◆ Problem to work on: Switch "coordinates" to "position" in the stretch from the line containing "of the rough" through the end of the data, leaving all else unchanged, and give back only those lines.

Excerpts of pointing data
»»
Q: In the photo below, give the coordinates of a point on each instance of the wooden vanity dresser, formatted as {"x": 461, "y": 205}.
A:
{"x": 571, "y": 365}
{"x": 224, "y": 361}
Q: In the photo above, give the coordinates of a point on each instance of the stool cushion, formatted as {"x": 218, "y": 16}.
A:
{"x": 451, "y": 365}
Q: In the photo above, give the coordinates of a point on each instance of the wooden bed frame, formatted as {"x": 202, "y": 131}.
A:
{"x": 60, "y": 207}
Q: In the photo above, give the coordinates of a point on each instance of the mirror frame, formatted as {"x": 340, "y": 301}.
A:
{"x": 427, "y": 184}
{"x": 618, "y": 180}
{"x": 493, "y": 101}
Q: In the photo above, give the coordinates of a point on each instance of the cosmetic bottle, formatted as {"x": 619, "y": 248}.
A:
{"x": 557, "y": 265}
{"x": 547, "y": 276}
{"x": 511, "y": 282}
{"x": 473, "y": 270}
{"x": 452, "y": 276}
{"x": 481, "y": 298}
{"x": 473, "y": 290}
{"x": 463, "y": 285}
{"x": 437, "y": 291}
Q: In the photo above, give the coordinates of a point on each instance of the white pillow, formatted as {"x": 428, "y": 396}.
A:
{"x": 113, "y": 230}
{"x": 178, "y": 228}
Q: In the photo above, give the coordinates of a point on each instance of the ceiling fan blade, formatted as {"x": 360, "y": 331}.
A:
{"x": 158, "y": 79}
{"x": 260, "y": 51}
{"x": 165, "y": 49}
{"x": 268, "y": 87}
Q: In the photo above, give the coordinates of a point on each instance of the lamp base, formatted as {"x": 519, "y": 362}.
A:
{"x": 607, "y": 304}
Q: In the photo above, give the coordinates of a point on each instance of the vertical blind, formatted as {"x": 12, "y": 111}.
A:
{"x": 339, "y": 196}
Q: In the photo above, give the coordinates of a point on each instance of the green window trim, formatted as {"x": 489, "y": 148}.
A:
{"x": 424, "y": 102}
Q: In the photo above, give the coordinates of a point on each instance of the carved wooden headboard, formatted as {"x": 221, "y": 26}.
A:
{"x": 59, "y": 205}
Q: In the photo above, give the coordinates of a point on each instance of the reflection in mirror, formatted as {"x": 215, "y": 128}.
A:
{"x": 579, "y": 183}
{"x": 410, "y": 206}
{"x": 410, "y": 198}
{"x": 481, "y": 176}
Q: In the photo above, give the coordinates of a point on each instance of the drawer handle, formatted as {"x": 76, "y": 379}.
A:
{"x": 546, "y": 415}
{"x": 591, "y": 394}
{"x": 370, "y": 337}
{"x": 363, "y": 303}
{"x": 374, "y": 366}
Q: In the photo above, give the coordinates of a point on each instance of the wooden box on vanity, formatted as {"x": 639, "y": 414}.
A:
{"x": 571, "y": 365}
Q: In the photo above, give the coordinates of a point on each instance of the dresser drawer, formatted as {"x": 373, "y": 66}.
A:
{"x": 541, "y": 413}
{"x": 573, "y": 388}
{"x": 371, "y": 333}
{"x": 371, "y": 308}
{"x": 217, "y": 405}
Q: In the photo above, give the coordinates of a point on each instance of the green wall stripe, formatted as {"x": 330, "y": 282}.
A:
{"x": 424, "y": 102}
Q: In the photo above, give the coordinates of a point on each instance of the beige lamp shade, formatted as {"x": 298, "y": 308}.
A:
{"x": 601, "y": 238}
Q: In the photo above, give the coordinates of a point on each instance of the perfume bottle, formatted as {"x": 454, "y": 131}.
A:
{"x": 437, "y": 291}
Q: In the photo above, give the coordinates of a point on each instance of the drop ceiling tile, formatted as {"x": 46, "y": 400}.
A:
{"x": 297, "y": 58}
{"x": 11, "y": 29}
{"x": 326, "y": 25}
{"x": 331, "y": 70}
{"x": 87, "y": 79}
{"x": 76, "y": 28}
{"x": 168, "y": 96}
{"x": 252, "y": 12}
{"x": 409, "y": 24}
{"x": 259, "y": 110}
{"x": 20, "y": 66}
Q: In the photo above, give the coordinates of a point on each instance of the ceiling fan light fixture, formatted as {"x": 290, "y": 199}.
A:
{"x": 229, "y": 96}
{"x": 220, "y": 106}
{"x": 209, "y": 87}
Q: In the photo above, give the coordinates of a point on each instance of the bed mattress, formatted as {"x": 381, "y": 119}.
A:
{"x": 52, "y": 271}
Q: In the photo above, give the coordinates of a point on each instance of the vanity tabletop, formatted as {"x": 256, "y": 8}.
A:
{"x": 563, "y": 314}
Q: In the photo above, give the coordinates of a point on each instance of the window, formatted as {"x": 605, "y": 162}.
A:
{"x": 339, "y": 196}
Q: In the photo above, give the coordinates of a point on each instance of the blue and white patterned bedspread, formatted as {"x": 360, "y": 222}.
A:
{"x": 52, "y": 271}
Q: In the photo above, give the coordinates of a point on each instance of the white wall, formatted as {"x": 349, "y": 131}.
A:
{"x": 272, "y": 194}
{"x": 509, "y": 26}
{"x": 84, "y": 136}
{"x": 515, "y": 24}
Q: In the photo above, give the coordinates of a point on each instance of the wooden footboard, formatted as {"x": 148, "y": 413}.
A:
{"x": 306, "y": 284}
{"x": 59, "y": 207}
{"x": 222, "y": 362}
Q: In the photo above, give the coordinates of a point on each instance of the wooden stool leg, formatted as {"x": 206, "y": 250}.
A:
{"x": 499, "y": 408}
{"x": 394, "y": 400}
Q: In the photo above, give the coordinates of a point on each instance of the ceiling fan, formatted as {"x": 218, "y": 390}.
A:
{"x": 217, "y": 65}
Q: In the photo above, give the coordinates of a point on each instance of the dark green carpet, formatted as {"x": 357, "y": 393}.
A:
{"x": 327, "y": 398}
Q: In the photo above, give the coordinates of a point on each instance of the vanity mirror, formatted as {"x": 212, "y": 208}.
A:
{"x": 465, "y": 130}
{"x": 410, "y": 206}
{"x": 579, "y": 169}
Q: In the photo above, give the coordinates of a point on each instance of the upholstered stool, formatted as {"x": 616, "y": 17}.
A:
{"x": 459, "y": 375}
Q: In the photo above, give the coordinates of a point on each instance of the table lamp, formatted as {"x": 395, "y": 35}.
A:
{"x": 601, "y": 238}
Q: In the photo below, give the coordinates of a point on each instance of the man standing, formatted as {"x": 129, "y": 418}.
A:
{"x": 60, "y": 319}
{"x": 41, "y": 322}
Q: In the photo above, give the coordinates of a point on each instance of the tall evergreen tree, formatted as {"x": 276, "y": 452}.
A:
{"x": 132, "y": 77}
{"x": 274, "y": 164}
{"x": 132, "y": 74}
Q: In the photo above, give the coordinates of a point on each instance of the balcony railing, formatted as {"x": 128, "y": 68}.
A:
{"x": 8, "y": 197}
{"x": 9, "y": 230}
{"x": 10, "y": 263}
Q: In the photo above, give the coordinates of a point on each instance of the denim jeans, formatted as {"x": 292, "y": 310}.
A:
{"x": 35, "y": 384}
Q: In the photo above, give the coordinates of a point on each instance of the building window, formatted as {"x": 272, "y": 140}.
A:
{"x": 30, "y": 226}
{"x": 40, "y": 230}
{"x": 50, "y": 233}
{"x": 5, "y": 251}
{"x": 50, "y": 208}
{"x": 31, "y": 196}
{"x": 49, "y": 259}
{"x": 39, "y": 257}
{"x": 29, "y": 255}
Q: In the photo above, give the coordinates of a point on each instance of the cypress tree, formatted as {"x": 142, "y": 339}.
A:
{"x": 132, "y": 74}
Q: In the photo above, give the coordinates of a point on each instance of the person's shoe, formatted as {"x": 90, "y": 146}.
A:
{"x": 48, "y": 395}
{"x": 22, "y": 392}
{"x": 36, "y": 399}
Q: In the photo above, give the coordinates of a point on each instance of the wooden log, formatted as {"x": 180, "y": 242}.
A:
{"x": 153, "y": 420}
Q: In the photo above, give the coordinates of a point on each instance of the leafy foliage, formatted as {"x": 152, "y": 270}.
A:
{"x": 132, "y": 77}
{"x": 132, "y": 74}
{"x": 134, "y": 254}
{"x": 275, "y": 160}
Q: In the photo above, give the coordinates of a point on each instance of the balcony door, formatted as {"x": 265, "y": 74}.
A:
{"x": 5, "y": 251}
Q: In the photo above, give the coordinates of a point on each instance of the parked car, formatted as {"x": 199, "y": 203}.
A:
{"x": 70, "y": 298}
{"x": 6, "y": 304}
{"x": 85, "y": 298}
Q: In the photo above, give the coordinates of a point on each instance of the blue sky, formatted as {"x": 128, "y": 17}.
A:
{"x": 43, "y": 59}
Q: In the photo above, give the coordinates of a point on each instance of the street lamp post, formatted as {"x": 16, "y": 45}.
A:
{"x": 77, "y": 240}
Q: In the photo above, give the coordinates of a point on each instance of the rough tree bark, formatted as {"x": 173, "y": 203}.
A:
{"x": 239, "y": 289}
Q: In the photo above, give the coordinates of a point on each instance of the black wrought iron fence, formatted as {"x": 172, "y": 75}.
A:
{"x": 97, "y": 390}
««
◆ Solution to this exercise:
Q: In the photo above, give the position of a point on each instance of the rough tree bark, formatted as {"x": 173, "y": 203}.
A:
{"x": 239, "y": 289}
Q: In the photo above, give the position of a point on each instance of the black wrought iron fence, formatted as {"x": 172, "y": 75}.
A:
{"x": 97, "y": 390}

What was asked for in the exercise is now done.